- Problem to solve
Down to the last line, reproduce the data that follows, but skip the pictures.

- Material for this task
===============

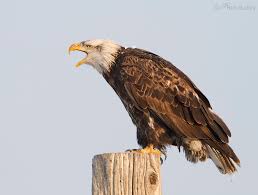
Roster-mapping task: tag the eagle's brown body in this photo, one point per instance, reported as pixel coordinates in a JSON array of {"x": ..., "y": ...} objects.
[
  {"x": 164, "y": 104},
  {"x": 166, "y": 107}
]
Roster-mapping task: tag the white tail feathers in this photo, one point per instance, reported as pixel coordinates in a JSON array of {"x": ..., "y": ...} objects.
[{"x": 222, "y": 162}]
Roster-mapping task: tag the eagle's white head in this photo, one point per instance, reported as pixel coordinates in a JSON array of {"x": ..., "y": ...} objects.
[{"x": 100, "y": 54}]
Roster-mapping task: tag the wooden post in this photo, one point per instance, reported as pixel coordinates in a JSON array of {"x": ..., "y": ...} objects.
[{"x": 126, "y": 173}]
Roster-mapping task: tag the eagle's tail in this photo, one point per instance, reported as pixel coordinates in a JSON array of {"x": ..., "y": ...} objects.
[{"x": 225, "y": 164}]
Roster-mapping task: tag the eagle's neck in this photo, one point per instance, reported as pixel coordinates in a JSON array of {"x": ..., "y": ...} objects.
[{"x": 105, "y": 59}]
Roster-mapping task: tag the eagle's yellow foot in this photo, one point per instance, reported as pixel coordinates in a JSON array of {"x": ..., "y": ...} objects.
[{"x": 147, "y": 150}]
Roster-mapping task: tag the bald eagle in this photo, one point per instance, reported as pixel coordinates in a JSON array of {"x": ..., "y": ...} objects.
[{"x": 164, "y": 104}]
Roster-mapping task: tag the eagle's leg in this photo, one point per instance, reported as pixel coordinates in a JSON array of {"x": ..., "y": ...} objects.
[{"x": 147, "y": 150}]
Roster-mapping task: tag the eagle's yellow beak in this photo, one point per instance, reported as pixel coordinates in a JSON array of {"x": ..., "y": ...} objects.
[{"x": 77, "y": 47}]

===============

- Final answer
Roster-mapping task: tag the eagle's brown body in this photo, one point per instance, reported as pixel coordinates in a JSON array of {"x": ..., "y": ...} objects.
[
  {"x": 164, "y": 104},
  {"x": 166, "y": 107}
]
Roster-mapping task: tag the white tail feathers in this photo, one point per instance, reported as pixel coordinates in a JSON array of {"x": ..., "y": ...} objects.
[{"x": 222, "y": 162}]
Roster-mapping task: tag the eagle's white head in this photo, one point per instance, reported as pixel coordinates in a JSON array of {"x": ..., "y": ...} objects.
[{"x": 100, "y": 54}]
Roster-mapping task: tag the wooden post in this photo, one point per instance, reported as pixel coordinates in a JSON array of {"x": ..., "y": ...} objects.
[{"x": 126, "y": 173}]
Roster-mapping task: tag the eagle's tail in this photo, one point per instance, reported as pixel coordinates in a JSON array of {"x": ..., "y": ...} objects.
[{"x": 225, "y": 164}]
Roster-mapping task: tag the eagle's neck in this photo, one point per instance, reported as pixel coordinates in a JSON array of {"x": ..., "y": ...} objects.
[{"x": 105, "y": 59}]
Roster-mapping task: tag the eagle's yellow foot in this photo, one point per instance, reported as pixel coordinates in a JSON array of {"x": ..., "y": ...} objects.
[{"x": 147, "y": 150}]
Roster-mapping task: tag the bald eagle in this photo, one point per instance, reported as pixel coordinates in a JSON array of {"x": ..., "y": ...} objects.
[{"x": 164, "y": 104}]
Roster-mapping task: tag the eagle's leg in this photo, one point per instance, reported as pixel coordinates in a JSON array of {"x": ..., "y": ...} objects.
[{"x": 147, "y": 150}]
Roster-mapping task: tag the eagle's yellow beak in this photo, one point per instance, reported as pixel coordinates in a JSON array of {"x": ..., "y": ...} objects.
[{"x": 77, "y": 47}]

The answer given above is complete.